WHAT NEEDS TO BE DONE.
Update the records below by changing every "one pin" to "one marker" and keeping all other text the same.
* BEGIN DATASET RECORDS *
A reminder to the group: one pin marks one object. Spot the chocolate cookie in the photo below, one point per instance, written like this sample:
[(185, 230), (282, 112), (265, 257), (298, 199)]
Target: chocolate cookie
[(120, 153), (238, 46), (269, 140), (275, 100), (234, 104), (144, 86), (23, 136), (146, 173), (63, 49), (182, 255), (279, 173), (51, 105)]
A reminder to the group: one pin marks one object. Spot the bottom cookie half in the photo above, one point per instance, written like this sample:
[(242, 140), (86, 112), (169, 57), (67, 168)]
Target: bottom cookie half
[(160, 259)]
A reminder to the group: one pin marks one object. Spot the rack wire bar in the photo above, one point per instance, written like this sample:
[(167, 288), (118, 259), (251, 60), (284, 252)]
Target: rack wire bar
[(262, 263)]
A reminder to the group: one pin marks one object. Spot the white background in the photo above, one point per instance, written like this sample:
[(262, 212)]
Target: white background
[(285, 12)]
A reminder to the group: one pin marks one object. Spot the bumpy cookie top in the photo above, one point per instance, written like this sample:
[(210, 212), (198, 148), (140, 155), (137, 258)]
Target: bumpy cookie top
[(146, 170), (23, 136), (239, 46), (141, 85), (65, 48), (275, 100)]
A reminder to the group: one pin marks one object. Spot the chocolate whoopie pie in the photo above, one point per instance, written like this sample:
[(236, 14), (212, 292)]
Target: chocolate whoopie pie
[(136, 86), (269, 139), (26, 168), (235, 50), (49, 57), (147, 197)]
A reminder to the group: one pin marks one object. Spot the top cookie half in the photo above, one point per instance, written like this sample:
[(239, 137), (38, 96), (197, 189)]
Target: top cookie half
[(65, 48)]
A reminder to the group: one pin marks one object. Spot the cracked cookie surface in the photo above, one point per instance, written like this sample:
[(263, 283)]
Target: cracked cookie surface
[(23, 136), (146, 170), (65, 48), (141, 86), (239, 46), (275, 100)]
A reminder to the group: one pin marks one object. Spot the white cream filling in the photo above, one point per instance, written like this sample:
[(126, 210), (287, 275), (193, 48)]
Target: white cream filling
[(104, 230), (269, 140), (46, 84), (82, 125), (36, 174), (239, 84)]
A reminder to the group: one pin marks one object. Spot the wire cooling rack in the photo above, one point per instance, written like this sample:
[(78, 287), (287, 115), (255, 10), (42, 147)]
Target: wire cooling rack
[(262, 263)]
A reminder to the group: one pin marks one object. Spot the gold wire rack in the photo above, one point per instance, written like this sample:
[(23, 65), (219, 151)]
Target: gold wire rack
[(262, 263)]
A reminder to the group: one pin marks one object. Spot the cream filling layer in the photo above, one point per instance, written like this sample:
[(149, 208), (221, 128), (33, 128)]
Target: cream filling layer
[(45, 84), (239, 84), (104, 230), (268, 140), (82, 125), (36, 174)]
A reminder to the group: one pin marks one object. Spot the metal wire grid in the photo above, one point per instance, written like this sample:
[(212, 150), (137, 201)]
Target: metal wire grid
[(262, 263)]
* END DATASET RECORDS *
RIGHT ANSWER.
A reminder to the group: one marker marks one object. Spot the chocolate cookie in the photo below, one point per instance, written like this sample:
[(185, 230), (282, 112), (265, 257), (298, 199)]
Target: chocolate cookie
[(120, 153), (238, 46), (269, 140), (275, 100), (234, 104), (144, 86), (23, 136), (146, 173), (63, 49), (182, 255), (279, 173), (51, 105)]
A reminder to the group: one marker marks one object. Spot the bottom cookie half in the photo above, one point per instance, written like this sample:
[(242, 140), (86, 112), (169, 57), (67, 168)]
Target: bottom cookie half
[(160, 259)]
A reminder to the group: one marker marks one object. Spot the rack wire bar in the photo above, one point per instance, written like this sample:
[(167, 288), (118, 259), (251, 60), (284, 252)]
Target: rack wire bar
[(262, 263)]
A reminder to the group: one marker marks one object. Spot the white background in the photo above, one point per instance, written like this sample:
[(262, 212)]
Target: white background
[(285, 12)]
A reminder to the group: one marker marks one object. Spot the bumpy cookie top in the photo above, one point per instance, written like this sample:
[(210, 212), (198, 148), (140, 155), (137, 258)]
Target: bumpy cookie top
[(146, 170), (23, 136), (239, 46), (141, 85), (65, 48), (275, 100)]
A reminder to the group: one marker marks one object. Spot the chocolate whoopie pie in the photo above, one point per instance, written like this sample:
[(236, 14), (212, 292)]
Target: chocolate whoopie pie
[(136, 86), (269, 139), (26, 168), (235, 50), (49, 57), (147, 197)]
A reminder to the group: one marker marks one object. Spot the top cookie half in the photo above, one point per instance, written like this sample:
[(239, 137), (38, 96), (197, 189)]
Target: top cookie half
[(65, 48)]
A reminder to the group: one marker marks one object. Spot the cracked cookie surface in the photo above, one point per instance, written like this sample:
[(263, 283)]
Target: cracked cookie surface
[(23, 136), (146, 170), (65, 48), (141, 86), (239, 46), (275, 100)]
A reminder to the group: one marker marks one object. Spot the white cream filling in the photo above, one point per instance, written like this sample:
[(126, 210), (287, 275), (193, 48)]
Target: white cream filling
[(104, 230), (269, 140), (46, 84), (82, 125), (36, 174), (239, 84)]
A reminder to the group: one marker marks one object. Spot the wire cooling rack in the photo above, one point per instance, written like this sample:
[(78, 287), (287, 115), (255, 10), (42, 147)]
Target: wire cooling rack
[(262, 263)]
A reminder to the group: one marker marks one object. Spot the gold wire rack in the photo above, one point per instance, written like this sample:
[(23, 65), (219, 151)]
Target: gold wire rack
[(262, 263)]
A reminder to the group: one marker marks one object. Spot the cream filling layer in the photo above, one point per instance, written like this sample:
[(149, 208), (221, 128), (33, 128)]
Target: cream filling layer
[(45, 84), (239, 84), (104, 230), (268, 140), (82, 125), (36, 174)]
A reminder to the group: one marker marks one object. Spot the metal wire grid in the photo above, one point per instance, written like this sample:
[(212, 150), (137, 201)]
Target: metal wire grid
[(262, 263)]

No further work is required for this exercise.